TEXT PROVIDED START

The gamma interferon inhibitor of translation element or GAIT element is a cis-acting RNA element located in the 3'-UTR of the ceruloplasmin (Cp) mRNA.

The GAIT element forms a stem-loop secondary structure. The GAIT element is involved in selective translational silencing of the Cp transcript within monocytic cells, but not hepatic cells. Cp is a multifunctional, copper-containing glycoprotein produced by the liver and secreted into the plasma for its role in copper and iron homeostasis. Ceruloplasmin is also an acute-phase protein produced by monocytes, and its plasma concentration can double during multiple inflammatory conditions through increased Cp production by monocytic cells after stimulation by interferon gamma (IFNγ). Plasma Cp has been reported to be an independent risk factor for cardiovascular disease, including atherosclerosis, carotid restenosis after endarterectomy, and myocardial infarction. Translational silencing of Cp, and possibly other transcripts, mediated by the GAIT element may contribute to the resolution of the local inflammatory response following cytokine activation of macrophages.

TEXT PROVIDED END
LISTED ENTRIES START

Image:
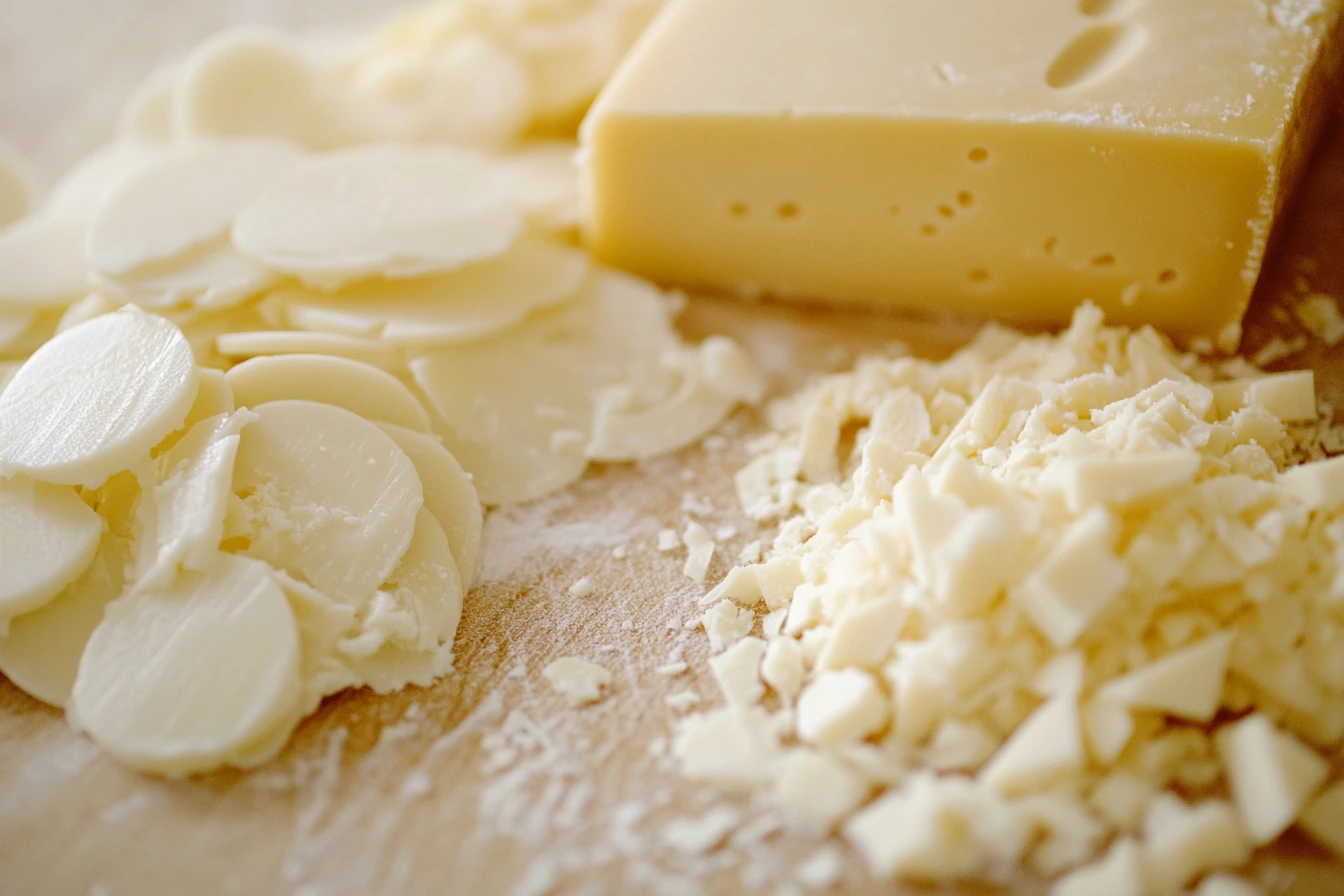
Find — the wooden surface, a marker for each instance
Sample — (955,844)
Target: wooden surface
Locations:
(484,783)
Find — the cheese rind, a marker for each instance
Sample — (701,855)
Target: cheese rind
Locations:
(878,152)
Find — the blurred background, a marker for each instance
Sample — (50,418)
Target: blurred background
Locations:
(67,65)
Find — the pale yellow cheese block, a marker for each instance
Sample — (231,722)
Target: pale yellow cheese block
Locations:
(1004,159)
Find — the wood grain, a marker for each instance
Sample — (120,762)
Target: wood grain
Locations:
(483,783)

LISTED ENTRIES END

[TASK SET]:
a. According to the passage on the GAIT element, what kind of secondary structure does the element form?
b. Pick up the passage on the GAIT element after its final sentence and continue it.

[RESPONSE LIST]:
a. It forms a stem-loop secondary structure.

b.
The silencing of Cp protein translation in IFN-gamma-stimulated monocytes is accomplished by binding of the IFN-gamma-activated inhibitor of translation (GAIT) inhibitor complex to the GAIT element. The GAIT complex consists of the proteins ribosomal protein L13a, glutamyl-prolyl-tRNA synthetase, NS1-associated protein-1, and glyceraldehyde 3-phosphate dehydrogenase.